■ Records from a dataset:
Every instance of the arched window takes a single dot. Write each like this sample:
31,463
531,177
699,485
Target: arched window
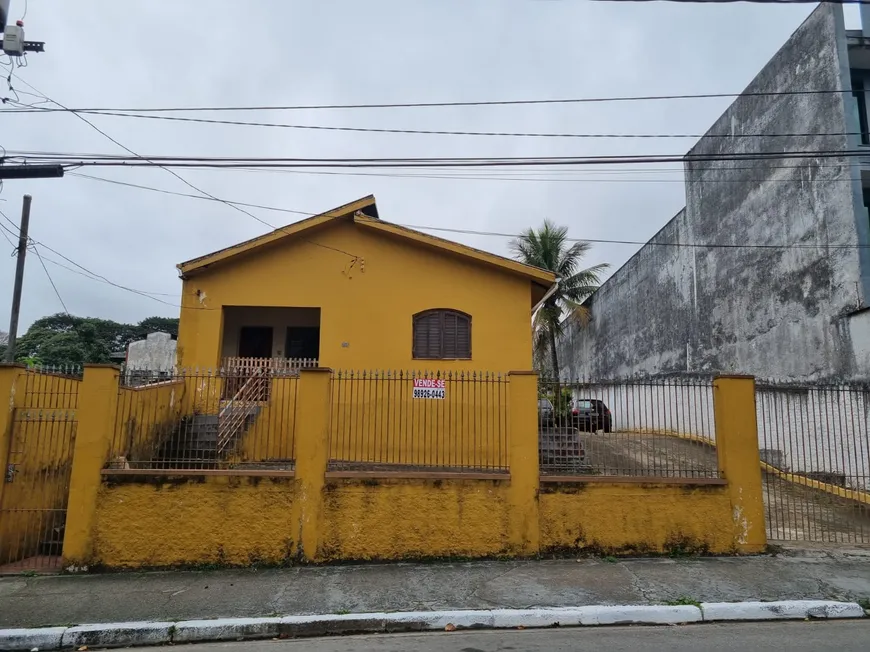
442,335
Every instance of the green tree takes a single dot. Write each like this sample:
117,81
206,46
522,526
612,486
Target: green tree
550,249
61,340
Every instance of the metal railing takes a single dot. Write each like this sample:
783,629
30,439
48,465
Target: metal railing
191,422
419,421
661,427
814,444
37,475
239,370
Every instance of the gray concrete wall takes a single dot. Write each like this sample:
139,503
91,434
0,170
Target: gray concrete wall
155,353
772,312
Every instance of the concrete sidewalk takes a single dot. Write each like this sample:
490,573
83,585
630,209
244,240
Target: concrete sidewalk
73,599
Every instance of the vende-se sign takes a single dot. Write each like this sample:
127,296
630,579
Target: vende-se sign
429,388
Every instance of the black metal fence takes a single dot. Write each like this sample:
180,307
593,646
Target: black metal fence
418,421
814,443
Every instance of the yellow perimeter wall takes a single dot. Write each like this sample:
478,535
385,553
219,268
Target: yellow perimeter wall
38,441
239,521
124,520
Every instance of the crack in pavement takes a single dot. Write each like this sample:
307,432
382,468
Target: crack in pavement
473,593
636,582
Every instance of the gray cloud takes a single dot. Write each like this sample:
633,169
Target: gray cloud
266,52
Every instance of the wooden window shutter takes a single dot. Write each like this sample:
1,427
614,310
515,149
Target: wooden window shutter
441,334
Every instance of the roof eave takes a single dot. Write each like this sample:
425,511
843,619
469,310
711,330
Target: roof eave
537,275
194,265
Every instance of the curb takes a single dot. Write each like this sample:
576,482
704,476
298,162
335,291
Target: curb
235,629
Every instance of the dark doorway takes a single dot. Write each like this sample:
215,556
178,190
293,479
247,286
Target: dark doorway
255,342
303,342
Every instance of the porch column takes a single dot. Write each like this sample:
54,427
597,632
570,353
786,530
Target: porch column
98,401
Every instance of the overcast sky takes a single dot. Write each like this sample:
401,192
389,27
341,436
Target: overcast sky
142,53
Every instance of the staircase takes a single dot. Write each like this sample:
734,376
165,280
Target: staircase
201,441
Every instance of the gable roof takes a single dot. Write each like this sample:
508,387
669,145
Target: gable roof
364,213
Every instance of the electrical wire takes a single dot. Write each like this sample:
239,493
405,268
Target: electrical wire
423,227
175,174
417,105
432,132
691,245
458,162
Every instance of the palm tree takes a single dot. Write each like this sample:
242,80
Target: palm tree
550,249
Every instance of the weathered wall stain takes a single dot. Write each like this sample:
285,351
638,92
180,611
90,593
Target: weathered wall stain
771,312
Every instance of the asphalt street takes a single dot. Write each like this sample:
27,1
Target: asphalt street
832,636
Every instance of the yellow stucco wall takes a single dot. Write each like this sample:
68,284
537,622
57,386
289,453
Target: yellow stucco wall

---

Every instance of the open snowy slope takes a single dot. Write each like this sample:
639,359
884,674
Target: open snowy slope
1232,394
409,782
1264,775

■ Request:
Can you repeat, word for word, the lines of the data from the one containing "Every instance of the dark" through the one containing "Target: yellow stucco wall", with both of those lines included?

■ Response:
Every instance of the dark doorway takes a single dot. Write each like this sample:
215,556
178,190
293,479
247,286
Target: dark doorway
255,342
303,342
Every instance of the porch column takes a single dot. Write each like this sample:
54,427
597,632
570,353
786,530
Target: porch column
98,401
Every instance of the overcast sky takes a single dot. Write each like this sample:
401,192
389,27
341,436
Target: overcast sky
142,53
Every instance of the staircase takes a single dot. Write each like this sample:
734,376
165,280
Target: staircase
201,441
Every instance of the gable roof takes a single dot. Write each like this sample:
508,387
669,145
Target: gable roof
364,213
Every instance of the electrical wire takes a single dot. Write each like this sample:
239,493
405,268
Target: electrical wire
423,227
175,174
417,105
432,132
691,245
458,162
Every instance of the palm tree takes a single dot. Write each like this sample:
242,80
Target: palm tree
550,249
Every instance of the weathered wall stain takes a single dot. Write each like this sample:
285,351
638,92
180,611
90,593
Target: weathered wall stain
771,312
Every instance of the asphalt street takes a single dot. Write each like this sample:
27,1
Target: asphalt street
832,636
Every instance of the yellow stucco wall takes a single dot. Write each like this sample:
68,284
537,622
57,386
289,453
Target: yellow stucco wall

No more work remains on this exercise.